• Work item: When you output the records, match them exactly and omit any picture they include.

◆ ◆ ◆

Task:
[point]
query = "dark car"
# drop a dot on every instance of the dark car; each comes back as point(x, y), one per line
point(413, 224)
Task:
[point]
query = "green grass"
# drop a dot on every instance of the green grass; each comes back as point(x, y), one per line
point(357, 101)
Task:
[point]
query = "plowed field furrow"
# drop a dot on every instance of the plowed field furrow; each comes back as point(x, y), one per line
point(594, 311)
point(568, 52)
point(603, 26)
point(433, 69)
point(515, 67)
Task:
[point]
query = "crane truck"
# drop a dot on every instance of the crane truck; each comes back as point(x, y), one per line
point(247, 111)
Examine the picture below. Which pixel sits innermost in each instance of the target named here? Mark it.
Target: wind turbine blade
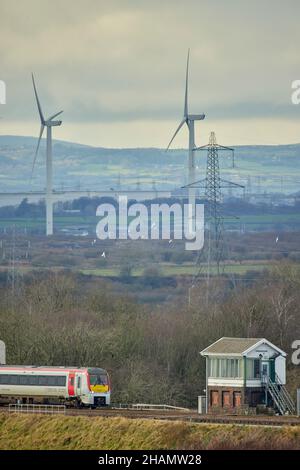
(38, 101)
(186, 85)
(176, 132)
(54, 115)
(37, 149)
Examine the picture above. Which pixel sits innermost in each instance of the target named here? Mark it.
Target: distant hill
(261, 168)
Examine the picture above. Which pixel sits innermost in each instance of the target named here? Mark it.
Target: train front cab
(99, 387)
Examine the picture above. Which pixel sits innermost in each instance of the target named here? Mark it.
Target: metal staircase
(280, 396)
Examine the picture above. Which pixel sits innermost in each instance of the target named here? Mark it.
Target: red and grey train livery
(78, 386)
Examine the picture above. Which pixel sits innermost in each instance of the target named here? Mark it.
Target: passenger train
(74, 386)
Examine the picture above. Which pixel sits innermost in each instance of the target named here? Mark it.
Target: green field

◆ ◆ ◆

• Response to this task:
Task:
[point]
query = "dark car"
# drop a dot on every instance of the dark car; each comes back as point(x, y), one per line
point(413, 224)
Task:
[point]
query = "green grass"
# drop a dot on every instance of the green grass; each comes back as point(x, y), one per line
point(357, 101)
Task:
[point]
query = "plowed field furrow"
# drop a dot on every instance of the plowed field furrow; each comes back as point(x, y), one per line
point(594, 311)
point(568, 52)
point(603, 26)
point(433, 69)
point(515, 67)
Task:
[point]
query = "crane truck"
# drop a dot on every instance of the crane truck; each comes back as point(x, y), one per line
point(247, 111)
Examine the picture below. Which pixel sits innermost in each instance of the target named here? Mark it.
Target: wind turbine blade
(38, 101)
(186, 85)
(176, 132)
(54, 115)
(37, 149)
Examine the picture above. Which pixel sits innermost in each instance of the target named here? Mark it.
Target: distant hill
(261, 168)
Examine the picture above. Which pixel sits innermost in each instance of the target named here? Mark it.
Target: train front cab
(99, 387)
Examine the picture above. Which pixel sits innermost in each instance of the target named here? Mark it.
Target: metal staircase
(280, 396)
Examine the picture above. Which pixel sits innermost in each instance of the target named here? Mark it.
Target: red and grey train livery
(78, 386)
Examine the picture above. Which pixel sits innermost in each instance of the target named here? Mark it.
Target: passenger train
(74, 386)
Examine the picture above. Which pixel sits innermost in each instance of the target named here? Mark it.
Target: green field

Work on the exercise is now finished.